The task: Please scale the data from the line with "Hi annotator — please examine the photo and mark every leafy" through the line with "187 333 266 420", both included: reproduce every line in that span, changing only the bounding box coordinates, each multiplied by 1.85 and rounded to a whole number with halves rounded up. Return those lines and nothing else.

########################################

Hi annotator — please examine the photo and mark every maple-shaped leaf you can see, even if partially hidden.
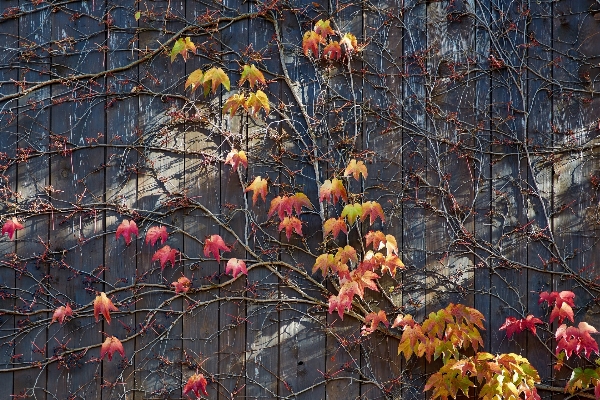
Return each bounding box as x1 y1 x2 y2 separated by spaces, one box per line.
50 303 73 325
340 33 364 54
246 90 271 115
171 276 192 293
100 336 125 361
344 159 367 180
225 149 248 171
360 201 385 225
204 235 230 262
94 292 119 324
319 178 348 204
278 217 302 241
315 19 335 39
203 67 230 96
115 219 139 246
2 217 23 240
323 218 348 238
341 203 362 225
170 37 196 62
225 258 248 278
313 254 336 277
183 373 208 397
323 40 342 61
360 310 390 336
152 245 179 271
146 225 169 246
185 69 204 93
239 64 267 88
244 176 268 205
302 31 323 58
223 93 248 115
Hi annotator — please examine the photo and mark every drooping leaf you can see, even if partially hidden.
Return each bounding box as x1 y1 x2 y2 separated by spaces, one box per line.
203 67 230 96
244 176 268 205
302 31 323 58
246 90 271 115
225 258 248 278
50 303 73 325
225 149 248 171
100 336 125 361
94 292 119 324
341 203 362 225
239 64 267 88
152 245 179 271
278 217 302 240
183 373 208 397
115 219 139 246
344 159 367 181
323 218 348 238
204 235 230 262
2 217 23 240
170 37 196 62
171 276 192 293
319 178 348 204
146 225 169 246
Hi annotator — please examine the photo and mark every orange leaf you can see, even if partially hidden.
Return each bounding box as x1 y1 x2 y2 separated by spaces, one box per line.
171 276 192 293
94 292 119 324
115 219 139 246
204 235 231 262
146 225 169 246
244 176 270 205
100 336 125 361
225 149 248 171
50 303 73 325
183 373 208 397
279 217 302 241
239 64 267 88
152 245 179 271
2 217 23 240
225 258 248 278
344 159 367 180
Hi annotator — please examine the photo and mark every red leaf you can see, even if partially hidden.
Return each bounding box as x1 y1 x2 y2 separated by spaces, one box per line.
100 336 125 361
146 225 169 246
244 176 270 205
116 219 139 246
171 276 192 293
183 373 208 397
279 217 302 241
94 292 119 324
152 245 179 271
225 258 248 278
50 303 73 325
204 235 230 262
2 217 23 240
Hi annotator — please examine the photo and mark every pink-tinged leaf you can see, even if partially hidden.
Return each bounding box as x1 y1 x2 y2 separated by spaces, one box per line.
50 303 73 325
183 374 208 397
171 276 192 293
100 336 125 361
2 217 23 240
225 258 248 278
146 225 169 246
152 245 179 271
115 219 139 246
204 235 230 262
94 292 119 324
225 149 248 171
244 176 268 205
279 217 302 241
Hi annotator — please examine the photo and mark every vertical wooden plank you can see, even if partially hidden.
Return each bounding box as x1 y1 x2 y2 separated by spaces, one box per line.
0 0 19 399
13 1 50 399
47 1 105 398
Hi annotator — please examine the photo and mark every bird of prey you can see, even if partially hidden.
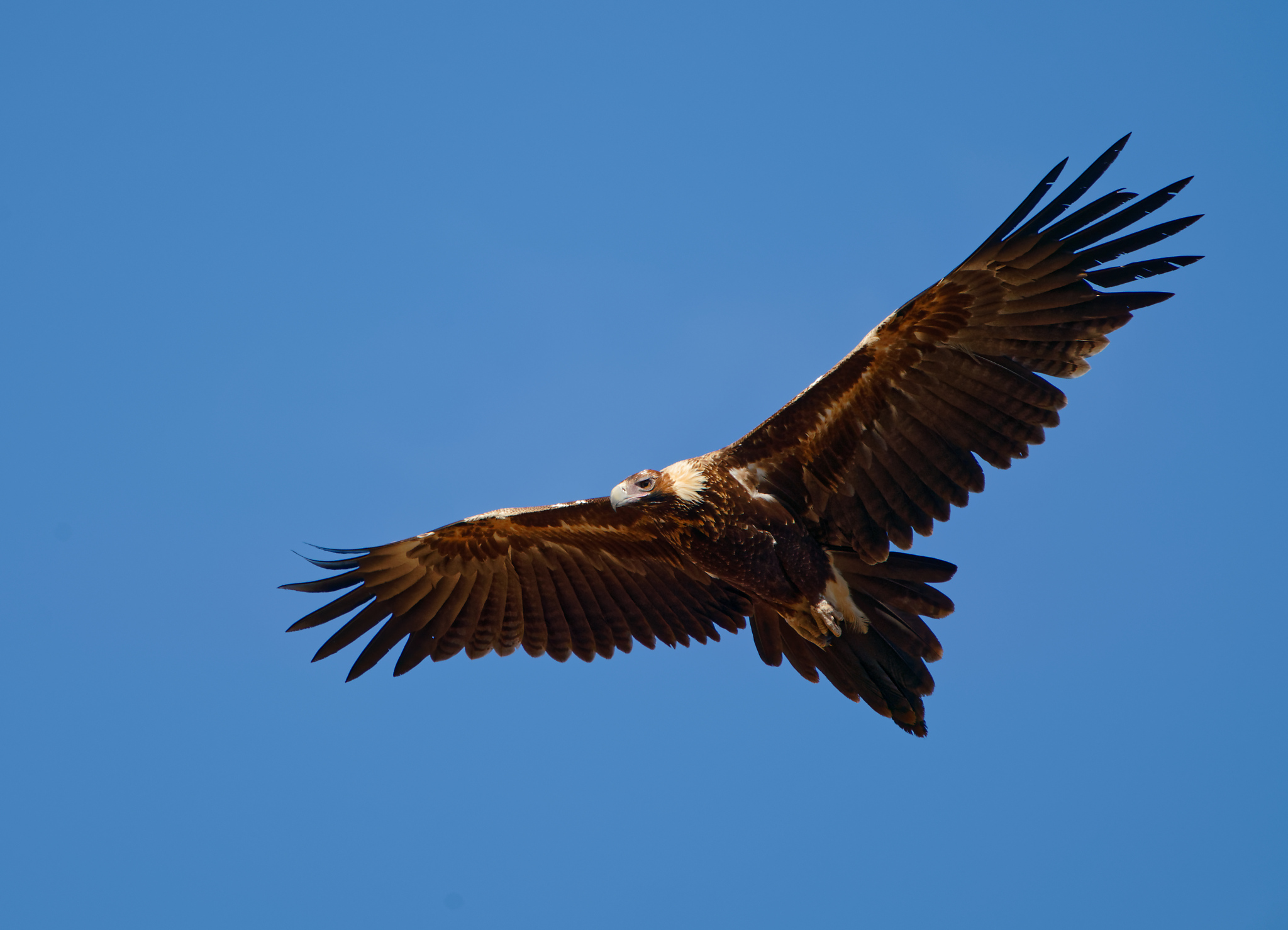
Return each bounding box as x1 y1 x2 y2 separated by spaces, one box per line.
284 137 1201 736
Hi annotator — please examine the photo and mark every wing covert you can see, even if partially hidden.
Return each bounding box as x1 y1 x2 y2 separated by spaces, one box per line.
282 497 751 680
719 137 1201 564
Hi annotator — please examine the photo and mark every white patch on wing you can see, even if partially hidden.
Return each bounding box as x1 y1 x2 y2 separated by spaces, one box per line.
823 555 868 632
662 459 707 503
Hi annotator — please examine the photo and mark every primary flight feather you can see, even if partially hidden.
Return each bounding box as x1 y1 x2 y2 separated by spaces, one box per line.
284 137 1201 736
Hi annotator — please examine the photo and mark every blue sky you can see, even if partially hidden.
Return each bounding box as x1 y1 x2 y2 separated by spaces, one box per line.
0 0 1288 929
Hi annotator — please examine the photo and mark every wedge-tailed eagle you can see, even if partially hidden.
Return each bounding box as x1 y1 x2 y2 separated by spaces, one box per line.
284 137 1201 736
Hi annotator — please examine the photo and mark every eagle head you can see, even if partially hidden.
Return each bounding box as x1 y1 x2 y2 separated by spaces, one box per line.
608 459 707 510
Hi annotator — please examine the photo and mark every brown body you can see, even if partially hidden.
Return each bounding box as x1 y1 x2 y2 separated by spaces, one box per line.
286 138 1198 736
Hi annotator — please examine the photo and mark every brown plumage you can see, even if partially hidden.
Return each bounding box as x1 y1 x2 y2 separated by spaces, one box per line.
284 137 1199 736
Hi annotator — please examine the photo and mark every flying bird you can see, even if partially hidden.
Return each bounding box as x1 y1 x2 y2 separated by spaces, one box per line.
284 137 1201 736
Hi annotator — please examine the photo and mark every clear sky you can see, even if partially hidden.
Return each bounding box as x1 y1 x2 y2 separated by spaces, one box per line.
0 0 1288 930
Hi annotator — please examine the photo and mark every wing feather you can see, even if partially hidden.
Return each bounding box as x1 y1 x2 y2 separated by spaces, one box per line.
279 498 751 680
715 137 1198 561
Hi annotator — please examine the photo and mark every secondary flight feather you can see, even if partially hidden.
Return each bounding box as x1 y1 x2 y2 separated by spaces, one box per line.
284 137 1201 736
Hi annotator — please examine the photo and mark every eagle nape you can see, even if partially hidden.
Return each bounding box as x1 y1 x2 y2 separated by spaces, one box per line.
282 137 1201 736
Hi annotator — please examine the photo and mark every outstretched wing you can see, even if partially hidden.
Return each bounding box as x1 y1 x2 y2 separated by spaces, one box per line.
282 497 751 680
716 137 1201 564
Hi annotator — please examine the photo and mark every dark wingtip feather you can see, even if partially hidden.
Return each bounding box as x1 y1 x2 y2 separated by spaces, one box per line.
1015 133 1131 236
278 572 362 594
1083 255 1203 288
976 159 1069 251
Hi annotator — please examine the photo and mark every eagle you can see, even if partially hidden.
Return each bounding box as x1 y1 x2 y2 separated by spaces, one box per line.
282 135 1202 736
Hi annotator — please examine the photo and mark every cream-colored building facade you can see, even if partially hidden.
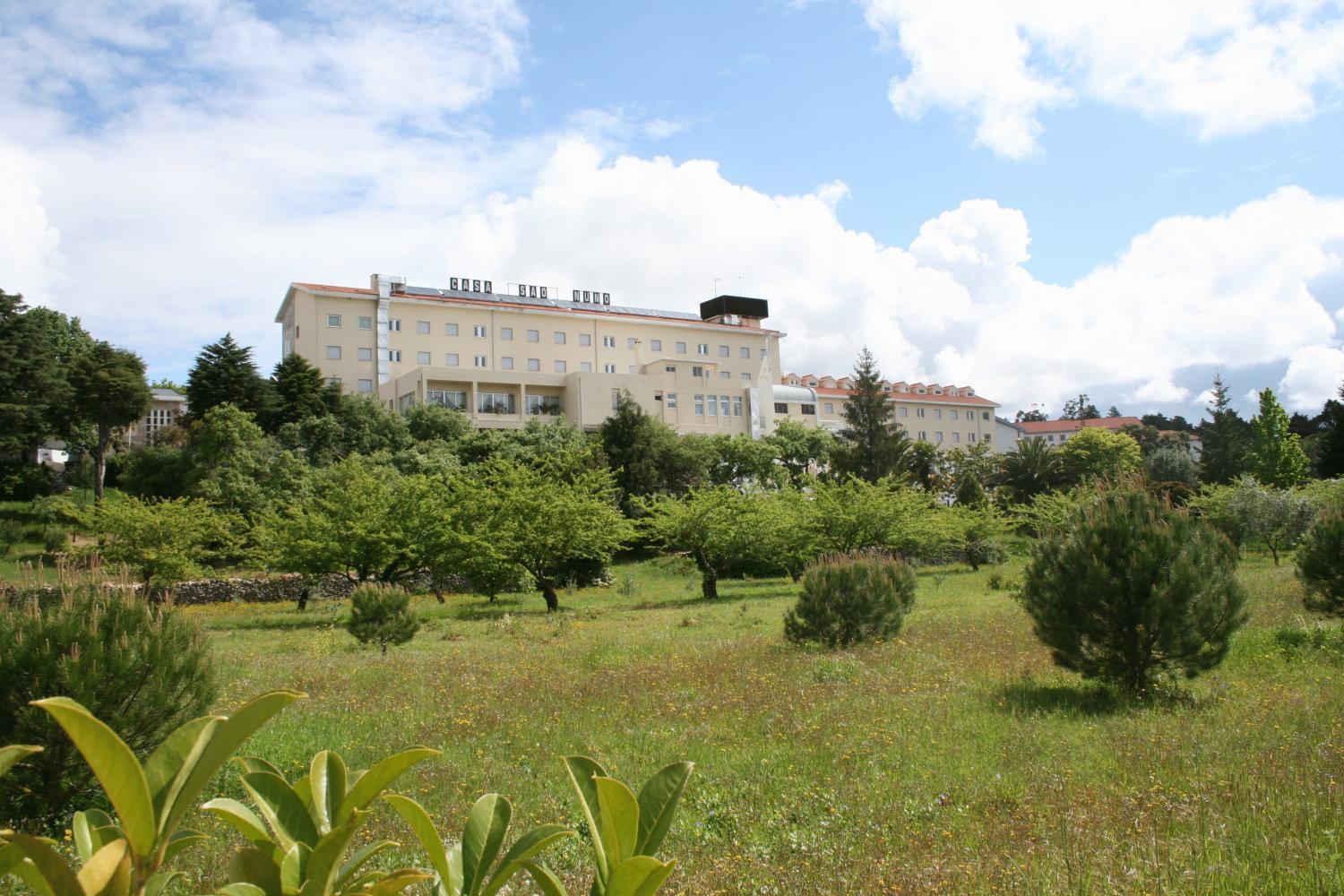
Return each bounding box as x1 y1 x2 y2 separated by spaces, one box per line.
276 274 997 447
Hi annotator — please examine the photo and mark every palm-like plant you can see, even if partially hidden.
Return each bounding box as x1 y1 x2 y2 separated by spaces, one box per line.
999 438 1064 503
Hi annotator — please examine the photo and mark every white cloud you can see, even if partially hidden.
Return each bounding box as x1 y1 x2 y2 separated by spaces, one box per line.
863 0 1344 159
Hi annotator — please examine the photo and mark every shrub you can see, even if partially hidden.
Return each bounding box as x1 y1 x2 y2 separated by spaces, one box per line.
784 552 916 648
0 583 215 828
346 584 419 653
1297 508 1344 616
1023 490 1246 694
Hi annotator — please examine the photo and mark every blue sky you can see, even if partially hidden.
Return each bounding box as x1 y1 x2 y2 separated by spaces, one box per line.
0 0 1344 417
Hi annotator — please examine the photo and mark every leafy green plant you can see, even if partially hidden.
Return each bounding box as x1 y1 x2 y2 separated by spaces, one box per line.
0 582 215 831
784 552 916 648
346 584 419 654
1297 508 1344 616
203 747 438 896
383 794 574 896
0 691 303 896
562 756 694 896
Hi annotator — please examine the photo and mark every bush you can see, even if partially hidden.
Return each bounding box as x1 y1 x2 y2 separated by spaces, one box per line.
0 583 215 829
346 584 419 653
1023 490 1246 694
1297 508 1344 616
784 551 916 648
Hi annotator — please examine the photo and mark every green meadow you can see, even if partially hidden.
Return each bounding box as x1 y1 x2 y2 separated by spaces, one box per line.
165 555 1344 895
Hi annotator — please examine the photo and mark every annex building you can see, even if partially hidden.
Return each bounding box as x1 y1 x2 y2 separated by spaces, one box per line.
276 274 997 444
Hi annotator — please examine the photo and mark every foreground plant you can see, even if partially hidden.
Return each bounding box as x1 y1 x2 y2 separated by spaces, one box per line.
203 747 438 896
0 691 304 896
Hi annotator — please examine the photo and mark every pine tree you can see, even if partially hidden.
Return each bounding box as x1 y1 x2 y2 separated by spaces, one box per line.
1199 374 1250 485
836 348 910 482
1246 390 1312 489
187 333 266 420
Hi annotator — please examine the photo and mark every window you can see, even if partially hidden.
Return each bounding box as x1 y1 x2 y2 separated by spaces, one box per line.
476 392 518 414
435 390 467 411
527 395 561 417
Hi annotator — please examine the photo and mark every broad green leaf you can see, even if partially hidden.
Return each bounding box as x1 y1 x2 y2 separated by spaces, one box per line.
32 697 156 856
202 797 271 850
523 863 570 896
159 691 306 833
634 762 695 856
145 716 222 816
462 794 513 896
300 812 373 896
564 756 610 882
481 825 575 896
593 778 640 868
332 747 440 825
308 750 346 834
335 840 397 893
242 771 317 853
78 840 131 896
226 847 280 896
5 834 83 896
0 745 42 775
383 794 448 882
605 856 676 896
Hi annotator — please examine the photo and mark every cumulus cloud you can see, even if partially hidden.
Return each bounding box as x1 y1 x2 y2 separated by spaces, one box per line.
863 0 1344 159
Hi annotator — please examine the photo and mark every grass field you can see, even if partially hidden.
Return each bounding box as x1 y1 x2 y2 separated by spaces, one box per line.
157 556 1344 895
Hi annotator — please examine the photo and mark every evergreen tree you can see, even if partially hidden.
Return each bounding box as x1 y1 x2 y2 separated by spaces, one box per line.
836 348 910 482
67 342 150 501
1246 390 1312 489
263 353 331 433
187 333 268 419
1316 385 1344 479
1199 374 1250 485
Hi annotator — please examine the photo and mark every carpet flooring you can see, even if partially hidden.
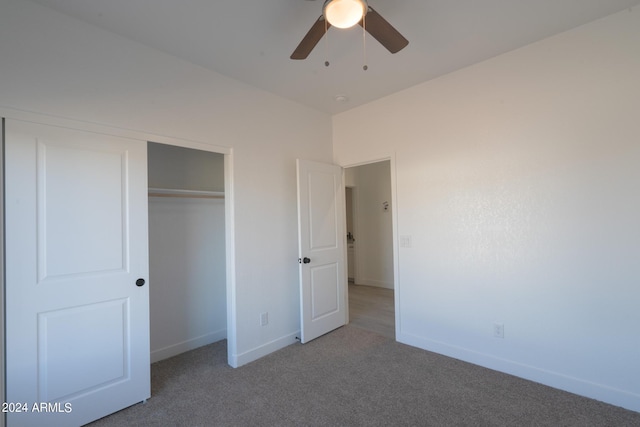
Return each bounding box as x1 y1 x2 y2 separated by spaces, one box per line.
90 325 640 427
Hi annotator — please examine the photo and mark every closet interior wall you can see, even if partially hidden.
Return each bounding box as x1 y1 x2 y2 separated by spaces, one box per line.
148 142 227 362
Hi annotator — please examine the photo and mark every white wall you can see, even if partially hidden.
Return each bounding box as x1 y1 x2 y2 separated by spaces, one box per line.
334 7 640 411
0 0 332 364
347 160 393 289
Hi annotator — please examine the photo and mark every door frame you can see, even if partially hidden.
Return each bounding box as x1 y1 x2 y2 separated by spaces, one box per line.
337 152 402 340
0 107 237 420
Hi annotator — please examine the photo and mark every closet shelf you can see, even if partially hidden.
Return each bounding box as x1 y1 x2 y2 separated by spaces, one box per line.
149 188 224 199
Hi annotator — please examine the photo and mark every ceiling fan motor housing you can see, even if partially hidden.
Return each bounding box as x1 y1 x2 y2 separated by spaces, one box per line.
322 0 368 28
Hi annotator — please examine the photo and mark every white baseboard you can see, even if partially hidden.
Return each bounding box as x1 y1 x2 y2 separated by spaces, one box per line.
396 333 640 412
229 331 300 368
151 329 227 363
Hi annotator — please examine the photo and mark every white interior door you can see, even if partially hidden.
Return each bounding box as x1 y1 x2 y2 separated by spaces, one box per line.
5 120 150 427
297 160 348 343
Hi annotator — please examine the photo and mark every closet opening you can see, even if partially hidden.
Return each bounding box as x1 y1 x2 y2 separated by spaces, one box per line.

########################################

Correct response:
Hi annotator — please examine the photo and mark every leafy green plant you can see, even if partially hidden.
Return each bounding box as x1 y1 x2 y2 separated by spaces, one box per line.
0 1077 398 1537
1450 1021 1695 1199
640 1080 775 1210
2399 940 2486 1140
376 1382 810 1658
709 1469 1062 1658
0 1278 561 1658
1040 1399 1284 1658
Hi annotator — please examine the photo and mark every bush you can see, even if partially hidden.
Return each bounding box as x1 y1 x2 y2 separated by spaces, one box per line.
0 1079 398 1534
640 1080 775 1208
1893 907 2305 1284
2399 940 2486 1140
1450 1019 1695 1199
Hi annotator — please examine the photo and mark every green meadow you can see, even if partially hidden.
Return each bounding box as x1 y1 x2 y2 separated by spaces, one box per line.
305 1027 2486 1656
Hi annotator — please examine the photo and mark every annex building you can see, even if partially hidden.
Return each bounding box as x1 y1 x2 y2 separated by spaces, one box per line.
511 507 1844 821
Hi annotator — please examine the photo and mark every foreground plant you can see, even if partially hidden.
Return each bounding box as x1 y1 x2 y2 separated by spaces, one box per line.
376 1382 810 1658
0 1278 562 1658
Hi annotator — please examine the photo and mark every pine tree you can see, even if partially hidden.
Return each bounding box as x1 y1 x2 y2 separated by spaces, one box per line.
2218 692 2313 897
1547 644 1684 892
2305 722 2427 905
346 616 492 777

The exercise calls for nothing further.